Data listing
##############################
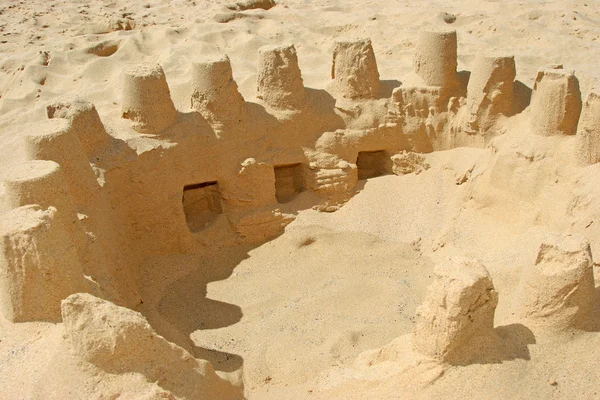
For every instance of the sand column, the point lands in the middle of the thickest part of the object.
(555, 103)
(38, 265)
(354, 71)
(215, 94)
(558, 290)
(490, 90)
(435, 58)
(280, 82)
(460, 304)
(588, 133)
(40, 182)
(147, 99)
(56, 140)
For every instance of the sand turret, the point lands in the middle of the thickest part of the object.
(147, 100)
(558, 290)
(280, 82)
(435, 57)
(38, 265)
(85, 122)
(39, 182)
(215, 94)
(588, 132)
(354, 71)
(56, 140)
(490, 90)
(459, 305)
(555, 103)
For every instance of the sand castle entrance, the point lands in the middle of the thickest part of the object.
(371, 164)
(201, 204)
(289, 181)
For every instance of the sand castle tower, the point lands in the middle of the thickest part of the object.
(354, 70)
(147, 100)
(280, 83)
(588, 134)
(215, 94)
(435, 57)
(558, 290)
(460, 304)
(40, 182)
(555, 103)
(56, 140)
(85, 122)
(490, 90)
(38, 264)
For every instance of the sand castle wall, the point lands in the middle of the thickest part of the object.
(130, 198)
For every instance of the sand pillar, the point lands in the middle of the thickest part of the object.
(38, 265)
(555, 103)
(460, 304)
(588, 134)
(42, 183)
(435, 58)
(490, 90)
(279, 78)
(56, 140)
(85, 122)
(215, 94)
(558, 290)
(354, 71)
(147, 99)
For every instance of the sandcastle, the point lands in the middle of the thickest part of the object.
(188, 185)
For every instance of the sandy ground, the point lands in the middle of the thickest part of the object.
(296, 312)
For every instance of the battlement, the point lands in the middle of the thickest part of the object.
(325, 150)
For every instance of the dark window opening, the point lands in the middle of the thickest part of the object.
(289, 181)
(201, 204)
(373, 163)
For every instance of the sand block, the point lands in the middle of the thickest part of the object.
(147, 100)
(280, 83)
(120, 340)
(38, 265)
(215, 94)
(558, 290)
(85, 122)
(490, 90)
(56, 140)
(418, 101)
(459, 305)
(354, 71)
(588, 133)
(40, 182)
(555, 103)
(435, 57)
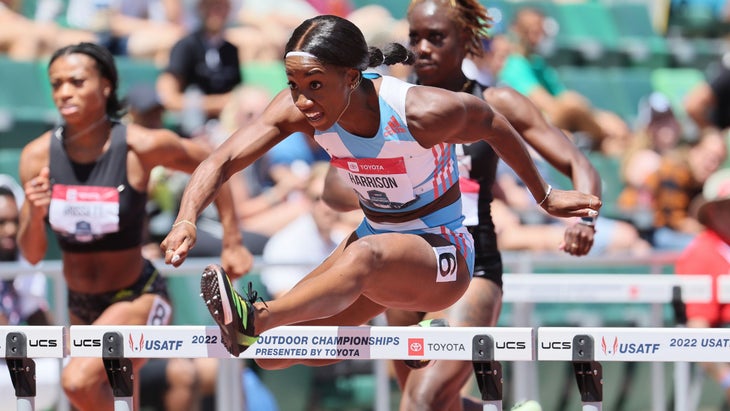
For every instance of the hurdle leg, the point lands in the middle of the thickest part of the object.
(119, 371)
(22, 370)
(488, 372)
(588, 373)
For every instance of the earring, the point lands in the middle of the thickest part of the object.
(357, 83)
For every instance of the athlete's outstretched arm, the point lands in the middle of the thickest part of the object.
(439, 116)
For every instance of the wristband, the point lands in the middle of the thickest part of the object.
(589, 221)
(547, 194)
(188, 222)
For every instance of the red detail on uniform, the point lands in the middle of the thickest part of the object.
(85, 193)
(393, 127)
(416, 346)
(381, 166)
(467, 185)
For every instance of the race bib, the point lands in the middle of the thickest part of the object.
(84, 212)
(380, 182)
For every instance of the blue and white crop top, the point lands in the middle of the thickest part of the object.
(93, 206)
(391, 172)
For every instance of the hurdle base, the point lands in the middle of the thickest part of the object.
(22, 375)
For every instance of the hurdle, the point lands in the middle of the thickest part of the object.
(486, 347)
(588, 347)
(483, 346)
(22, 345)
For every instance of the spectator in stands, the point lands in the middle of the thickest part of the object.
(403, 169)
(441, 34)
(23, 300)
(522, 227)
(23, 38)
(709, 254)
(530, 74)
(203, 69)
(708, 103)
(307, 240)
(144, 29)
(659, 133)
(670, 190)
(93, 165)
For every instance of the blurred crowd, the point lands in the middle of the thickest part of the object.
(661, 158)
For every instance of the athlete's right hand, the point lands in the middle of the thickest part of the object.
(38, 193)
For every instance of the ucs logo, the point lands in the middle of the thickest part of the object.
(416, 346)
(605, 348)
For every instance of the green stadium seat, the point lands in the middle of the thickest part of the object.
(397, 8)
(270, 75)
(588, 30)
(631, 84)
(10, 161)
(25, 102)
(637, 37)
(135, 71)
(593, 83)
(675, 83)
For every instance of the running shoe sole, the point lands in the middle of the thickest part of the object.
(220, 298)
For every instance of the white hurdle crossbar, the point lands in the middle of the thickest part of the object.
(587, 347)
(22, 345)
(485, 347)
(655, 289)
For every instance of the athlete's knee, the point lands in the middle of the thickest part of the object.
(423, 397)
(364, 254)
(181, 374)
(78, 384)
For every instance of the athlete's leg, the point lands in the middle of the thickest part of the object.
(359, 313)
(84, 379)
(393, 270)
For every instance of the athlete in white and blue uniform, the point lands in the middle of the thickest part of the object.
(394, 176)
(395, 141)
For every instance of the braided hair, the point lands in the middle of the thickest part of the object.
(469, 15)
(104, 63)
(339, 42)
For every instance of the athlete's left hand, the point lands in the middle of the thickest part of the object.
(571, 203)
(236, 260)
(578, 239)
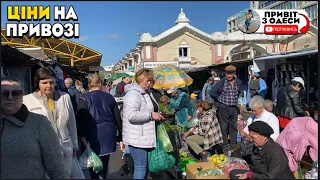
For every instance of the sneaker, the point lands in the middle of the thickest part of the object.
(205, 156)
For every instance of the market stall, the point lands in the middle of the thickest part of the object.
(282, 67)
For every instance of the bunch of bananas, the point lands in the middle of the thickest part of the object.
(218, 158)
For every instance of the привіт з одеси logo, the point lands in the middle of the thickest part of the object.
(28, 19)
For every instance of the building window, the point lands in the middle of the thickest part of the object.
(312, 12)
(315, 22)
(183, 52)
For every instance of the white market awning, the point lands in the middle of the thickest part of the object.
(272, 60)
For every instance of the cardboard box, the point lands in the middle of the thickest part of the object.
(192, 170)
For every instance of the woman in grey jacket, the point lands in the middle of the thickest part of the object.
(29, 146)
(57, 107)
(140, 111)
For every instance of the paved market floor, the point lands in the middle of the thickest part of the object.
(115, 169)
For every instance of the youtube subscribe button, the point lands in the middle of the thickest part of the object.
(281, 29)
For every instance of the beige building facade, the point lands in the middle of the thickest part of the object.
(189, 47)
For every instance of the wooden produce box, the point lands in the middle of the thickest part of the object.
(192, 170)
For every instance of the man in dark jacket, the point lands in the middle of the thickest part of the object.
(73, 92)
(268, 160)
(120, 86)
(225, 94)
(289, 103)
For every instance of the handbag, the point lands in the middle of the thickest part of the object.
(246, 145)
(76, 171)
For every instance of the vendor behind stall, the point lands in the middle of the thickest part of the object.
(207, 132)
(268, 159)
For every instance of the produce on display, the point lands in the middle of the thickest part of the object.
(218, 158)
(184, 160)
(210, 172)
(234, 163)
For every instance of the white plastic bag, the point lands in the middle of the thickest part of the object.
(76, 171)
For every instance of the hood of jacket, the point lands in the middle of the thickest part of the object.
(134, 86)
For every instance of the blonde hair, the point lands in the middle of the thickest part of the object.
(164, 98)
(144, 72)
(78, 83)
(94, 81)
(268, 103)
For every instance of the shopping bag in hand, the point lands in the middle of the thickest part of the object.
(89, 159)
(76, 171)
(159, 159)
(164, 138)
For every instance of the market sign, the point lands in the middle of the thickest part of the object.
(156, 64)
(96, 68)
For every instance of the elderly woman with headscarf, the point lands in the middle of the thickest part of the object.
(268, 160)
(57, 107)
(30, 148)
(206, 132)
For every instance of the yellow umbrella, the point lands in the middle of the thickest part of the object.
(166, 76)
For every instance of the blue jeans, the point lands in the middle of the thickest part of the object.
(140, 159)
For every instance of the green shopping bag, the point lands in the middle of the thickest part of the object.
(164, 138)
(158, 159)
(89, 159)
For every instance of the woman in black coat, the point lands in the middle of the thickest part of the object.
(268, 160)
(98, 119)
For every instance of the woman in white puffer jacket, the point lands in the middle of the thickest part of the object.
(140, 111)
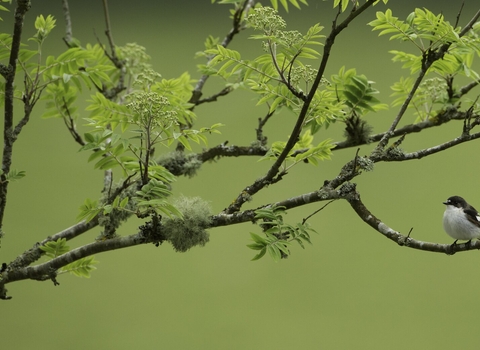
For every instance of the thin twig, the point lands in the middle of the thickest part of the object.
##############################
## What to produce:
Reproduce every line of the data listing above, substituting "widest part" for each occurrence of "thickest part" and leaving everything else unchanged. Leave the pictures out of your answer.

## Complete response:
For every instance of the sand column, the point lands in the middle of the widest part of the object.
(555, 103)
(38, 265)
(354, 71)
(215, 94)
(558, 290)
(490, 90)
(435, 58)
(280, 82)
(460, 304)
(588, 133)
(40, 182)
(147, 99)
(56, 140)
For every instance of the sand turret, the point lands in the middle of the widest part of the object.
(147, 100)
(558, 290)
(280, 82)
(435, 57)
(38, 265)
(85, 122)
(39, 182)
(215, 94)
(588, 132)
(354, 71)
(56, 140)
(490, 90)
(459, 305)
(555, 103)
For every instance of the sand castle entrance, the point lands in the middle of the widest part of the object.
(371, 164)
(201, 204)
(289, 181)
For every instance of the sand castle tower, the point lands in the middle of the widest part of the object.
(354, 70)
(147, 100)
(280, 83)
(588, 134)
(215, 94)
(435, 57)
(558, 290)
(460, 304)
(40, 182)
(555, 103)
(56, 140)
(85, 122)
(490, 90)
(38, 264)
For every instance of the sand castle wall, the point lands in the middle of the widest part of the object.
(130, 198)
For every instance of the sand pillar, the point lands in the middle of the widest part of the object.
(38, 265)
(555, 103)
(460, 304)
(588, 134)
(42, 183)
(435, 58)
(490, 90)
(279, 78)
(56, 140)
(85, 122)
(215, 94)
(558, 290)
(354, 71)
(147, 99)
For every instance of the sandcastle, the point lands in the middle of the widest part of the object.
(188, 185)
For every instance of the sandy ground, the point lands in the middle of the widest part of the object.
(296, 312)
For every instance of the battlement, the point lands in the middle of the widest part of the object.
(325, 150)
For every instance of the dark window opening, the point lands in the middle of the widest part of the object.
(289, 181)
(201, 204)
(373, 163)
For every instance of the sand block, the point lands in the middle of the widest part of the object.
(147, 100)
(280, 83)
(120, 340)
(38, 265)
(215, 94)
(558, 290)
(85, 122)
(490, 90)
(56, 140)
(418, 101)
(459, 305)
(354, 71)
(588, 133)
(40, 182)
(555, 103)
(435, 57)
For every instance of the hurdle leg, the point lands in the middle of the widest part of the object.
(119, 371)
(22, 370)
(488, 372)
(588, 373)
For every instance of the earring, the point lands in the middle of the widest part of the object.
(357, 83)
For every instance of the athlete's outstretched arm, the point lands in the middle of the widest part of the object.
(439, 116)
For every instance of the wristband, the point lands in the middle of the widest part of the object.
(589, 221)
(547, 194)
(188, 222)
For every instance of the red detail on uniform, the point lands in the middle of the widest part of the object.
(85, 193)
(393, 127)
(416, 346)
(381, 166)
(467, 185)
For every instance of the race bib, the point lands in the middle of the widest part of the object.
(84, 212)
(380, 182)
For every instance of the blue and white crop top, the point lands in the middle of the widest part of the object.
(93, 206)
(391, 172)
For every instance of the hurdle base, the point lands in the middle of the widest part of the object.
(22, 375)
For every instance of the hurdle, the point lands in the middle of the widest part of the object.
(486, 347)
(588, 347)
(483, 346)
(22, 345)
For every instance of the spectator in stands, the point lands in the middle of the widest part of the object.
(403, 169)
(441, 34)
(23, 300)
(522, 227)
(23, 38)
(709, 254)
(530, 74)
(203, 69)
(708, 103)
(307, 240)
(144, 29)
(659, 133)
(670, 190)
(93, 165)
For every instance of the blurred crowd, the point lands in the middle of the widest part of the object.
(661, 158)
For every instance of the athlete's right hand, the point lands in the middle of the widest part of the object.
(38, 193)
For every instance of the ucs logo, the point lands in the middle of the widest part of the object.
(416, 346)
(605, 348)
For every instance of the green stadium seat, the point lands in the middle of the widest part of the object.
(397, 8)
(270, 75)
(588, 30)
(631, 84)
(10, 161)
(25, 102)
(637, 37)
(135, 71)
(593, 83)
(675, 83)
For every instance of the running shoe sole, the point lands in the middle of the widest part of the object.
(220, 298)
For every instance of the white hurdle crossbar, the point lands in the middle of the widest part of the object.
(587, 347)
(22, 345)
(485, 347)
(655, 289)
For every instance of the athlete's knee, the point lands in the middle of the widest part of the object.
(423, 397)
(364, 254)
(181, 374)
(78, 384)
For every instance of the athlete's leg, the point lands in the middle of the widest part of the object.
(359, 313)
(84, 379)
(393, 270)
For every instance of the athlete in white and blue uniform, the point lands in the middle of the widest part of the object.
(394, 176)
(395, 141)
For every instance of the braided hair, the point lands in the middle of the widest part of the object.
(469, 15)
(104, 63)
(339, 42)
For every instance of the athlete's left hand, the point lands in the middle of the widest part of the object.
(571, 203)
(236, 260)
(578, 239)
For every instance of the sneaker, the point lands in the middle of the widest part of the object.
(205, 156)
For every instance of the market stall, the point lands in the middle of the widest part of the object.
(282, 67)
For every instance of the bunch of bananas, the point lands in the middle of the widest part of the object.
(218, 158)
For every instance of the привіт з одеси logo, the point lands in the middle of the widest part of the object.
(28, 19)
For every instance of the building window, the point lands in the middle of the widest part of the object.
(312, 12)
(315, 22)
(183, 52)
For every instance of the white market awning, the point lands in the middle of the widest part of the object.
(272, 60)
For every instance of the cardboard box, the point lands in the middle of the widest part of the object.
(192, 170)
For every instance of the woman in grey jacket, the point lands in the middle of the widest part of the object.
(29, 146)
(57, 107)
(140, 111)
For every instance of the paved market floor, the point lands in the middle of the widest part of the object.
(115, 169)
For every instance of the youtube subscribe button, the point lands in the middle of the widest part of the object.
(281, 29)
For every instance of the beige building facade, the point lands in the middle of the widest part of the object.
(189, 47)
For every instance of the wooden produce box, the point lands in the middle of the widest part of the object.
(192, 170)
For every instance of the man in dark jacket, the point lands in the middle of the widest part of the object.
(73, 92)
(268, 160)
(120, 86)
(225, 94)
(289, 103)
For every instance of the handbag, the point lands in the middle of the widest part of the object.
(246, 145)
(76, 171)
For every instance of the vendor behind stall, the point lands in the middle of the widest part of the object.
(207, 132)
(268, 159)
For every instance of the produce on display, the point lands in the middle of the widest part of the object.
(218, 158)
(184, 160)
(210, 172)
(234, 163)
For every instance of the white plastic bag, the point lands in the middle of the widest part of the object.
(76, 171)
For every instance of the hood of jacket, the point lands in the middle of the widest part of the object.
(134, 86)
For every instance of the blonde hair, the point lands in the middle of the widest part of the object.
(164, 98)
(144, 72)
(78, 83)
(94, 81)
(268, 103)
For every instance of the shopping bag in hand, the point lands in the middle of the widest part of the object.
(89, 159)
(76, 171)
(159, 159)
(164, 138)
For every instance of the market sign, the point lands in the middle of the widest part of the object.
(156, 64)
(96, 68)
For every instance of the elderly woman with headscarf, the point lands in the middle of the widest part of the object.
(268, 160)
(57, 107)
(30, 148)
(206, 132)
For every instance of the yellow umbrella, the point lands in the middle of the widest part of the object.
(166, 76)
For every instance of the blue jeans, the point lands in the middle of the widest part of the object.
(140, 159)
For every instance of the green shopping bag, the point lands in the middle of the widest part of the object.
(164, 138)
(158, 159)
(89, 159)
For every instance of the woman in black coat, the point lands in the middle of the widest part of the object.
(268, 160)
(98, 119)
For every instance of the woman in white puffer jacket, the point lands in the middle of the widest part of the object.
(140, 111)
For every instance of the thin twig, the point lands in the middle of the widest part of the object.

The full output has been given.